*Objetivo da tarefa*. Troque "conifer tree" por "evergreen tree" e reescreva estas linhas mantendo todo o resto sem alteração.

*Dados do exercício*.
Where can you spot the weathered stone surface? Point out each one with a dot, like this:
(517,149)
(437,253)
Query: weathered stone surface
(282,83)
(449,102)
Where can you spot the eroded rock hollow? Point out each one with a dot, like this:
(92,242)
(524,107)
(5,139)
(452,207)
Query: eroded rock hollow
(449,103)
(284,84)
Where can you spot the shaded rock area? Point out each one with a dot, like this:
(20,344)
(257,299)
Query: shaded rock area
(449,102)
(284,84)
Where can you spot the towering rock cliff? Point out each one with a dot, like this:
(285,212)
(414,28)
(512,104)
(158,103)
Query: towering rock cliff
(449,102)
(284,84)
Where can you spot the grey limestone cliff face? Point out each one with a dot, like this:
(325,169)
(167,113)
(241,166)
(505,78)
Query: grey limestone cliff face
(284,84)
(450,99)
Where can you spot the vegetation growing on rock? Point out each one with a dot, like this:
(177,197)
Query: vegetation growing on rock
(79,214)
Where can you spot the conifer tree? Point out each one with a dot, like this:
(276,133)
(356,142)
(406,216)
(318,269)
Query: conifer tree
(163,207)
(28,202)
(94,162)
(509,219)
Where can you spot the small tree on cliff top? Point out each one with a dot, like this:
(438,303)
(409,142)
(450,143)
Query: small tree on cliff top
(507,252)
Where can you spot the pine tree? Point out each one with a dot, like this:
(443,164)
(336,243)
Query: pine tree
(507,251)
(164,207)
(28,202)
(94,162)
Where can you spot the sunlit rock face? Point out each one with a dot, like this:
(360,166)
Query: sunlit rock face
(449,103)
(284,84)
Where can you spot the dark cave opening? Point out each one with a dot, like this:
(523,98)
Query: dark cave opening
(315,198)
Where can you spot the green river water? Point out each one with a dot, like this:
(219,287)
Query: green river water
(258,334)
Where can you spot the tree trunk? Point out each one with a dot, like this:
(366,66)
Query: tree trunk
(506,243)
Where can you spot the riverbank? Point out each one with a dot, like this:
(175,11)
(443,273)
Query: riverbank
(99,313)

*Solução completa*.
Where can you spot the weathered stone surface? Point out each one with a dot, like this:
(517,149)
(437,253)
Query: weathered stone surface
(282,83)
(449,102)
Where can you spot the eroded rock hollow? Point out each one with a dot, like this:
(92,242)
(524,107)
(5,139)
(452,207)
Query: eroded rock hollow
(449,103)
(284,84)
Where can you spot the shaded rock area? Point out each one with a dot, like this:
(20,344)
(257,299)
Query: shaded rock area
(449,102)
(284,84)
Where can you spot the towering rock cliff? Point out each one with a dot, like this:
(285,212)
(414,28)
(512,104)
(158,103)
Query: towering rock cliff
(449,102)
(284,84)
Where can you spot the grey limestone cliff face? Point out each one with a dot, like this:
(325,169)
(167,113)
(241,166)
(505,78)
Query: grey limestone cliff face
(284,84)
(450,99)
Where can you spot the vegetation growing on rock? Point out each one with a dot, like this:
(177,197)
Query: vegetation growing on rock
(79,214)
Where can you spot the evergreen tree? Point out each one with a dot, like this:
(276,133)
(356,142)
(406,216)
(318,269)
Query: evergreen tree
(163,207)
(28,202)
(94,162)
(509,219)
Where can you spot the small tree on cliff top? Point out each one with a dot, like this:
(438,303)
(409,142)
(450,143)
Query: small tree on cliff top
(507,252)
Where can you spot the pine tree? Point out each one with a dot, like this:
(443,164)
(336,243)
Query: pine tree
(507,251)
(164,207)
(28,202)
(94,162)
Where can you spot the sunlit rock face? Point out each one with a dot, like this:
(360,166)
Query: sunlit rock face
(449,103)
(284,84)
Where can you spot the dark cave opening? Point out each one with a dot, like this:
(523,98)
Query: dark cave opening
(315,198)
Where can you spot the green river water? Point out each one with a dot, like this:
(219,287)
Query: green river water
(258,334)
Where can you spot the tree trunk? Point out each one with a dot, like this:
(366,66)
Query: tree trunk
(506,243)
Where can you spot the riverbank? Point out each one with a dot, like this:
(175,11)
(443,273)
Query: riverbank
(99,313)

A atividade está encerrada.